## What you are asked to do
Transcribe the material in full, exactly as written.

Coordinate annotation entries

▬▬▬▬▬▬

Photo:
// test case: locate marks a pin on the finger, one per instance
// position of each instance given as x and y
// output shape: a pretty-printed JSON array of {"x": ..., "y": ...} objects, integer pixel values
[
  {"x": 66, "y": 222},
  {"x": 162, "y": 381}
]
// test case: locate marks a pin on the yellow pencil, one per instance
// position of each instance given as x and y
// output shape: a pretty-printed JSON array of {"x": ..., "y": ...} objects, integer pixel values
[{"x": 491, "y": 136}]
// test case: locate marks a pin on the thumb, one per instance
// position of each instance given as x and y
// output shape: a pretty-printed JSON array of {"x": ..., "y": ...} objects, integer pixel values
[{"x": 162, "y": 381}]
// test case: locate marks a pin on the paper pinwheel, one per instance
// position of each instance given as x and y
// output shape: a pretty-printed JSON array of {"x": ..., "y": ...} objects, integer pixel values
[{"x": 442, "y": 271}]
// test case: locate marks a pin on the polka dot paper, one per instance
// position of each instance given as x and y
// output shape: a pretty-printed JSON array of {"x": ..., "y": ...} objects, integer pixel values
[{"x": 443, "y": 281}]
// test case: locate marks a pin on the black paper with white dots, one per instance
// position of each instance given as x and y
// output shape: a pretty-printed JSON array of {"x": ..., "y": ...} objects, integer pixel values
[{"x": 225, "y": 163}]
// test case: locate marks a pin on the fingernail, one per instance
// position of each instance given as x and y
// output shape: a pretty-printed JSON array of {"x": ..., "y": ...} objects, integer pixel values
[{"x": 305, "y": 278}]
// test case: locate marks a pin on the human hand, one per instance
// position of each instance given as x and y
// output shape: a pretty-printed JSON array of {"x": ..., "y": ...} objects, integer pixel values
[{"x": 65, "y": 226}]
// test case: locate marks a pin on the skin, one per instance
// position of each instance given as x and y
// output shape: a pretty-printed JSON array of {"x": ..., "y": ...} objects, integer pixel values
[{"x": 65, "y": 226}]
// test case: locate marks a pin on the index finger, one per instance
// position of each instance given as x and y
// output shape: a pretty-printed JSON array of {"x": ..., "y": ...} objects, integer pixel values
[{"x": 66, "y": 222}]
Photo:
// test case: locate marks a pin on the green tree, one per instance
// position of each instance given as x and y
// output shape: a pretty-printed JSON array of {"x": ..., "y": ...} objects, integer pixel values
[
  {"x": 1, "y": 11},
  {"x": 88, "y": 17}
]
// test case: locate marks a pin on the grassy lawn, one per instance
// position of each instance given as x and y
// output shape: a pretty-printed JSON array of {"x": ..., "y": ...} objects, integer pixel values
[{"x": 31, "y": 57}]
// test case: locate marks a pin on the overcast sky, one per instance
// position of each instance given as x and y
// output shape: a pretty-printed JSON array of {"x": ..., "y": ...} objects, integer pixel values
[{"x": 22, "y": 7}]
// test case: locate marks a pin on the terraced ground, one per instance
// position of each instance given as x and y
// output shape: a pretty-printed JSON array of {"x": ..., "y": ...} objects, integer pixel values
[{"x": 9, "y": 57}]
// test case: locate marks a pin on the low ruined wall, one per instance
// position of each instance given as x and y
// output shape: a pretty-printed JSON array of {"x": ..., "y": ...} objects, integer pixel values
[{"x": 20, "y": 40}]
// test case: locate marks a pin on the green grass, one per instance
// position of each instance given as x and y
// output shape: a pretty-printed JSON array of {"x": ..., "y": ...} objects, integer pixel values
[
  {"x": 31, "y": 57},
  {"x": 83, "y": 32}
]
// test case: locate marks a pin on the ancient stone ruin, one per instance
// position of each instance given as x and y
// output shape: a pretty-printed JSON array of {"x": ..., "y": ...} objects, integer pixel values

▬▬▬▬▬▬

## Solution to this problem
Photo:
// test case: locate marks a pin on the finger, one per instance
// position of each instance given as x and y
// output shape: a pretty-printed JSON array of {"x": ..., "y": ...} objects, integer pixel values
[
  {"x": 66, "y": 222},
  {"x": 162, "y": 381}
]
// test case: locate marks a pin on the yellow pencil, one per instance
// position of each instance given as x and y
// output shape: a pretty-printed JSON array of {"x": ..., "y": ...} objects, integer pixel values
[{"x": 491, "y": 136}]
// test case: locate marks a pin on the thumb, one per instance
// position of each instance given as x and y
// output shape: a pretty-printed JSON array of {"x": ..., "y": ...} objects, integer pixel values
[{"x": 162, "y": 381}]
// test case: locate marks a pin on the paper pinwheel, one per instance
// position of each instance given as x and y
// output shape: a pretty-printed JSON array of {"x": ..., "y": ...} objects, integer pixel values
[{"x": 442, "y": 271}]
// test case: locate marks a pin on the polka dot paper, one per instance
// position of each instance given as x and y
// output shape: a pretty-printed JSON array of {"x": ..., "y": ...} objects, integer pixel values
[{"x": 443, "y": 281}]
// test case: locate marks a pin on the black paper with white dots, one per instance
// position of each instance given as x and y
// output shape: a pretty-printed JSON array of {"x": ..., "y": ...} objects, integer pixel values
[{"x": 225, "y": 163}]
// test case: locate marks a pin on the fingernail, one per instance
// position of each instance given as x and y
// output shape: a pretty-printed JSON array of {"x": ..., "y": ...} objects, integer pixel values
[{"x": 305, "y": 278}]
// test case: locate marks a pin on the human hand, one per instance
// position of each instance given as x and y
// output shape: a pretty-printed JSON array of {"x": ..., "y": ...} objects, integer pixel values
[{"x": 65, "y": 226}]
// test case: locate marks a pin on the skin, one per instance
// position of each instance given as x and y
// output shape: a pretty-printed JSON array of {"x": ..., "y": ...} objects, integer pixel values
[{"x": 65, "y": 226}]
// test case: locate marks a pin on the index finger, one per instance
// position of each instance given as x and y
// output shape: a pretty-printed JSON array of {"x": ..., "y": ...} objects, integer pixel values
[{"x": 66, "y": 222}]
Photo:
// test case: locate marks a pin on the green tree, one per instance
// position of each instance given as x and y
// output shape: a pretty-printed JSON array of {"x": ..., "y": ...} objects, integer pixel values
[
  {"x": 1, "y": 11},
  {"x": 88, "y": 17}
]
// test case: locate marks a pin on the grassy lawn, one per instance
// position of each instance given as x and y
// output shape: a pretty-printed JSON array of {"x": ..., "y": ...} objects, integer pixel values
[{"x": 31, "y": 57}]
// test case: locate marks a pin on the overcast sky, one per instance
// position of each instance given as x and y
// output shape: a pretty-printed JSON array of {"x": ..., "y": ...} objects, integer pixel values
[{"x": 22, "y": 7}]
// test case: locate marks a pin on the terraced ground, one per instance
// position of each instance given as x and y
// output shape: a pretty-printed JSON array of {"x": ..., "y": ...} objects, integer pixel values
[{"x": 9, "y": 57}]
// test case: locate marks a pin on the low ruined wall, one per instance
// position of each instance given as x and y
// output shape: a pretty-printed JSON array of {"x": ..., "y": ...} objects, integer pixel values
[{"x": 20, "y": 40}]
// test case: locate marks a pin on the green grass, one per instance
// position of each instance given as x and y
// output shape: a pretty-printed JSON array of {"x": ..., "y": ...} objects, integer pixel values
[
  {"x": 31, "y": 57},
  {"x": 83, "y": 32}
]
// test case: locate marks a pin on the ancient stone ruin, one per instance
// position of each instance given as x and y
// output shape: a pretty-printed JSON array of {"x": ..., "y": ...} objects, integer pixel values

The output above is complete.